====== Excerpted text ======

Once it has fully started up, you will need to reboot the Pi so that it can use the modified configuration and get the i2c working. Head into the Supervisor, click the “System” tab and in the “Host System” box, click reboot.

Configuring the fan

Seems like a let-down, there’s nothing new in the UI!
The argon40 component we’ve just configured sets up a service, which doesn’t immediately appear in the UI. If you click “Developer Tools” in your sidebar, and then the “Services” tab, you can call the “argon40.set_fan_speed” service and set the speed to whatever you like.

Extra service

You’ll also notice that there is a “argon40.set_mode” service.
Some over the older Argon One cases support the Always On mode that the jumper we noticed on the Fan/Power board enables, but they don’t have a jumper. If you have one of these boards, you can enable or disable Always On mode with this service. I haven’t looked too far into this since my original didn’t support it, and my new one has the jumper.

We want more than that though. We want the fan to activate based on the Pi’s temperature automatically.

====== Collected material ======

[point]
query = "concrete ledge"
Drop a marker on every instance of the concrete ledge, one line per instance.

======

[Stated exercise 1] Please quote the Argon One text from "The argon40 component" to "Pi’s temperature automatically.".
[Stated exercise 2] List every term that the Argon One text sets in quotation marks.
Answer from the Argon One text only, not from the data.

[Final result 1]
The argon40 component we’ve just configured sets up a service, which doesn’t immediately appear in the UI. If you click “Developer Tools” in your sidebar, and then the “Services” tab, you can call the “argon40.set_fan_speed” service and set the speed to whatever you like.

Extra service

You’ll also notice that there is a “argon40.set_mode” service.
Some over the older Argon One cases support the Always On mode that the jumper we noticed on the Fan/Power board enables, but they don’t have a jumper. If you have one of these boards, you can enable or disable Always On mode with this service. I haven’t looked too far into this since my original didn’t support it, and my new one has the jumper.

We want more than that though. We want the fan to activate based on the Pi’s temperature automatically.

[Final result 2]
“System”
“Host System”
“Developer Tools”
“Services”
“argon40.set_fan_speed”
“argon40.set_mode”